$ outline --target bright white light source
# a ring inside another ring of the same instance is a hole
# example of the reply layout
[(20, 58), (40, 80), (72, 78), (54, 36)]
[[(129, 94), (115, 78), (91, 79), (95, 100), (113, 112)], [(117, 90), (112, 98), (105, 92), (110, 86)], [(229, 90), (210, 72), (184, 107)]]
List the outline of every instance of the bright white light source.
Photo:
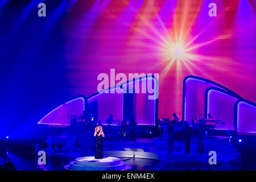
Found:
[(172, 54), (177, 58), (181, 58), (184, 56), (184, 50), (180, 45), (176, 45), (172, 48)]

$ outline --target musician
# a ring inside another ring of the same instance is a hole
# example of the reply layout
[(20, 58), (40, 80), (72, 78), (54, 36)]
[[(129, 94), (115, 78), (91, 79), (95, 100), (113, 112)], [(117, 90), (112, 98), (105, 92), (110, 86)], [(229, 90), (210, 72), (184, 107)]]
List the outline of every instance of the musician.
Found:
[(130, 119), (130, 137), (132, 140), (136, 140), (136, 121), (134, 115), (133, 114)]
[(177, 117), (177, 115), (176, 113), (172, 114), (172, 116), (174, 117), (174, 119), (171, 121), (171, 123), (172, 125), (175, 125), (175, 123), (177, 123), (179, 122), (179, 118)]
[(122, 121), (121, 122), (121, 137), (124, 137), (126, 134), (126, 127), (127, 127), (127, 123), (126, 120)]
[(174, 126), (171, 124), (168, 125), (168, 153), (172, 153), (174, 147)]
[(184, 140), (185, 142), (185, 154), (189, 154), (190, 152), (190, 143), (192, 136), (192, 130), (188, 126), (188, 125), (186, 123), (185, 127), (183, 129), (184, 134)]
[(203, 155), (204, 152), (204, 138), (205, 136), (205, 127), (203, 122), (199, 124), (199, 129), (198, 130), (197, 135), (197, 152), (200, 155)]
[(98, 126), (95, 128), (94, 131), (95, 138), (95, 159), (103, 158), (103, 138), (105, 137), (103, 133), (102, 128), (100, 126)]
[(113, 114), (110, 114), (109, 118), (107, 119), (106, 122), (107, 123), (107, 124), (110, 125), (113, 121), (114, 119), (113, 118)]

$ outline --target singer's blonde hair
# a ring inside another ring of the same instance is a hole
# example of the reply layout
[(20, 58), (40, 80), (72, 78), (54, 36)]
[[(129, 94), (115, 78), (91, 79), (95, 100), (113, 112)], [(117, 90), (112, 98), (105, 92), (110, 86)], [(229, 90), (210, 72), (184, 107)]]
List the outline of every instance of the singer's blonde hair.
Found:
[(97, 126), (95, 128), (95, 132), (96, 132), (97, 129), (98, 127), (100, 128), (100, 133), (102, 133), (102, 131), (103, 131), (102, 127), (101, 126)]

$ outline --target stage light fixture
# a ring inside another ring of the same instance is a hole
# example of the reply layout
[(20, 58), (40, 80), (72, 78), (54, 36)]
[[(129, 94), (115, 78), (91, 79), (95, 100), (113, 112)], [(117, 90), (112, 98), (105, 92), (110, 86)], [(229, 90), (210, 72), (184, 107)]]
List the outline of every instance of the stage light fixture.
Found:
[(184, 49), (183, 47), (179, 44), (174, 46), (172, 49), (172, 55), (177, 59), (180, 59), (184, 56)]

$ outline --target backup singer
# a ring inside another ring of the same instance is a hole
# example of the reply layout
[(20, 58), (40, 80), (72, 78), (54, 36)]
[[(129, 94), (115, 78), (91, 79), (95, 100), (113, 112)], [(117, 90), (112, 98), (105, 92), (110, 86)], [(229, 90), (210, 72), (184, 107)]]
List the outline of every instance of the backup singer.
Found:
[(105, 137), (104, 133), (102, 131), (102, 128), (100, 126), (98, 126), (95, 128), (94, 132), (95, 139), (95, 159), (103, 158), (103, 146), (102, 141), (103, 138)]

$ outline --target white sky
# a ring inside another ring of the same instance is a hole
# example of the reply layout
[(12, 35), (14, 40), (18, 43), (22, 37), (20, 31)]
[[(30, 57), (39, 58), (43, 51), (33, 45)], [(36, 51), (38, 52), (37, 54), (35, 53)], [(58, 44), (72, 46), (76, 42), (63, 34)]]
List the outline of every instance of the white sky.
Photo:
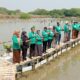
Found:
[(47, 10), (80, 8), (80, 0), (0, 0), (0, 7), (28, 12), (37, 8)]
:::::
TASK: Place every line of the entries above into a JSON list of strings, one string per line, omitting blank lines. Leave the pictures out of the answer.

FULL ANSWER:
[
  "$ outline --target bright white light source",
  "# a ring inside another ring of the same instance is a hole",
  "# example of the reply layout",
  "[(20, 58), (40, 80), (72, 78), (54, 36)]",
  "[[(129, 94), (115, 78), (91, 79), (95, 100), (113, 112)], [(117, 90), (112, 98), (105, 92), (110, 86)], [(229, 90), (210, 72), (184, 107)]]",
  "List the outline of every instance of the bright white light source.",
  "Photo:",
  "Found:",
  "[(172, 54), (177, 58), (181, 58), (184, 56), (184, 50), (180, 45), (176, 45), (172, 48)]",
  "$ outline --target musician",
  "# a ring inside another ring of the same instance is a hole",
  "# example of the reply layout",
  "[(20, 58), (40, 80), (72, 78), (54, 36)]",
  "[[(129, 94), (115, 78), (91, 79), (95, 100), (113, 112)], [(117, 90), (112, 98), (105, 92), (110, 86)], [(229, 90), (210, 72), (184, 107)]]",
  "List the outline of every instance of the musician.",
  "Found:",
  "[(130, 119), (130, 137), (132, 140), (136, 140), (136, 121), (134, 115), (133, 114)]",
  "[(177, 117), (177, 115), (176, 113), (172, 114), (172, 116), (174, 117), (174, 119), (171, 121), (171, 123), (172, 125), (175, 125), (175, 123), (177, 123), (179, 122), (179, 118)]",
  "[(122, 121), (121, 122), (121, 137), (124, 137), (126, 134), (126, 127), (127, 127), (127, 123), (126, 120)]",
  "[(174, 126), (171, 124), (168, 125), (168, 153), (172, 153), (174, 147)]",
  "[(184, 140), (185, 142), (185, 154), (189, 154), (190, 152), (190, 143), (192, 136), (192, 130), (188, 126), (188, 125), (186, 123), (185, 127), (183, 129), (184, 134)]",
  "[(203, 155), (204, 152), (204, 138), (205, 136), (205, 127), (203, 122), (199, 124), (199, 129), (198, 130), (197, 135), (197, 152), (200, 155)]",
  "[(98, 126), (95, 128), (94, 131), (95, 138), (95, 159), (103, 158), (103, 138), (105, 137), (103, 133), (102, 128), (100, 126)]",
  "[(113, 114), (110, 114), (109, 118), (107, 119), (106, 122), (107, 123), (107, 124), (110, 125), (113, 121), (114, 119), (113, 118)]",
  "$ outline --target singer's blonde hair",
  "# a ring inside another ring of the same instance is a hole",
  "# example of the reply layout",
  "[(20, 58), (40, 80), (72, 78), (54, 36)]",
  "[[(129, 94), (115, 78), (91, 79), (95, 100), (113, 112)], [(117, 90), (112, 98), (105, 92), (110, 86)], [(229, 90), (210, 72), (184, 107)]]",
  "List the outline of every instance of the singer's blonde hair.",
  "Found:",
  "[(97, 126), (95, 128), (95, 132), (96, 132), (97, 129), (98, 127), (100, 128), (100, 133), (102, 133), (102, 131), (103, 131), (102, 127), (101, 126)]",
  "$ outline --target stage light fixture",
  "# a ring inside another ring of the same instance is a hole",
  "# example of the reply layout",
  "[(20, 58), (40, 80), (72, 78), (54, 36)]",
  "[[(129, 94), (115, 78), (91, 79), (95, 100), (113, 112)], [(117, 90), (112, 98), (105, 92), (110, 86)], [(229, 90), (210, 72), (184, 107)]]",
  "List the outline of every instance of the stage light fixture.",
  "Found:",
  "[(184, 49), (183, 47), (179, 44), (174, 46), (172, 49), (172, 55), (177, 59), (180, 59), (184, 56)]",
  "$ outline --target backup singer",
  "# a ring inside another ring of the same instance is a hole",
  "# example of the reply layout",
  "[(20, 58), (40, 80), (72, 78), (54, 36)]",
  "[[(129, 94), (115, 78), (91, 79), (95, 100), (113, 112)], [(117, 90), (112, 98), (105, 92), (110, 86)], [(229, 90), (210, 72), (184, 107)]]",
  "List the outline of every instance of the backup singer.",
  "Found:",
  "[(105, 137), (104, 133), (102, 131), (102, 128), (100, 126), (98, 126), (95, 128), (94, 132), (95, 139), (95, 159), (103, 158), (103, 146), (102, 141), (103, 138)]",
  "$ outline --target white sky",
  "# a ring inside another ring of the same instance is a hole",
  "# example of the reply layout",
  "[(12, 35), (14, 40), (18, 43), (22, 37), (20, 31)]",
  "[[(30, 57), (39, 58), (43, 51), (33, 45)], [(36, 51), (38, 52), (37, 54), (35, 53)], [(58, 44), (72, 46), (76, 42), (63, 34)]]",
  "List the outline of every instance of the white sky.",
  "Photo:",
  "Found:",
  "[(47, 10), (80, 8), (80, 0), (0, 0), (0, 7), (28, 12), (37, 8)]"
]